>>
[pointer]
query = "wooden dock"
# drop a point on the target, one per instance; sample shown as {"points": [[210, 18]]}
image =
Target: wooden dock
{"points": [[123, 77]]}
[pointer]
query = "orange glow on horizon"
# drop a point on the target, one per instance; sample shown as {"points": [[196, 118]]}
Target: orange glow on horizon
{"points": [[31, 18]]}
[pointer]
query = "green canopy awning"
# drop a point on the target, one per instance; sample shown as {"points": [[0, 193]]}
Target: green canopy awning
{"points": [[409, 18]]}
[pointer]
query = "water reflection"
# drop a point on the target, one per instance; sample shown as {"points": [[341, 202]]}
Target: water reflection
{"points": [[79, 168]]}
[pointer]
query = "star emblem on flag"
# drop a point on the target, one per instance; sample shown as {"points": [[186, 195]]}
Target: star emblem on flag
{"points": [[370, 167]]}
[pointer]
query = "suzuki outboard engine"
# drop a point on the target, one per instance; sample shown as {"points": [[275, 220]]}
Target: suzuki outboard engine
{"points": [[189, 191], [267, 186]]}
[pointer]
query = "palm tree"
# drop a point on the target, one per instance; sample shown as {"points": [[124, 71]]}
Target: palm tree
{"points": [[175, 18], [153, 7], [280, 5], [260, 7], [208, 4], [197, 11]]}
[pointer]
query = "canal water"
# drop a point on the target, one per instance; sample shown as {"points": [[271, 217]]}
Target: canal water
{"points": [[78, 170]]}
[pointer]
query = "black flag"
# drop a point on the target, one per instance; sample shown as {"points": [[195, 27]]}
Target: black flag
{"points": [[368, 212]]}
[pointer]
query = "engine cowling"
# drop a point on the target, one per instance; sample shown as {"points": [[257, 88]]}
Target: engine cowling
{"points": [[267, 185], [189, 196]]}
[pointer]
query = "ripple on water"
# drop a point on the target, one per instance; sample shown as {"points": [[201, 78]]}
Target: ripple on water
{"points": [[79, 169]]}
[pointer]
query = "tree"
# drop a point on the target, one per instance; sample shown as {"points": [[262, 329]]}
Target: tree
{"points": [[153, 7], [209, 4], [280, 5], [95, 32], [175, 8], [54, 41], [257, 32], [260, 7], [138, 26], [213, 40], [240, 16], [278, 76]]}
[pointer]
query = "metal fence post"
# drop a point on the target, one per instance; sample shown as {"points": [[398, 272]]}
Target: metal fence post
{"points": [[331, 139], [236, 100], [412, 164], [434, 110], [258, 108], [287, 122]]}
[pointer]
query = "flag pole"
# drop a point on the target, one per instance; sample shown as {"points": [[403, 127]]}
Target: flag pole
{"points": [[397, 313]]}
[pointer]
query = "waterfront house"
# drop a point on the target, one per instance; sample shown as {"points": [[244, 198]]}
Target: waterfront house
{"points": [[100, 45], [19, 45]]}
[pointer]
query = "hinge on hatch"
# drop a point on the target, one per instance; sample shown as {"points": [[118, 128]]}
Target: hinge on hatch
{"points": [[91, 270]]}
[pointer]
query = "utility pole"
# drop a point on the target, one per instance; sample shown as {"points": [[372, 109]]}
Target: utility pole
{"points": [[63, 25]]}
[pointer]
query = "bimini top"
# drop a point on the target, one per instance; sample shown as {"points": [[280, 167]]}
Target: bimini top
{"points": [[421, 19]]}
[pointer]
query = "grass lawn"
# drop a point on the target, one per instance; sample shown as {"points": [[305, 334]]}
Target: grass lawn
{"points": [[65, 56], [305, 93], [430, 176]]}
<<
* **What the task requires**
State how many lines in the records above contain the string "outboard". Case counts, and the reply should be the number alone.

* **Output for this task**
2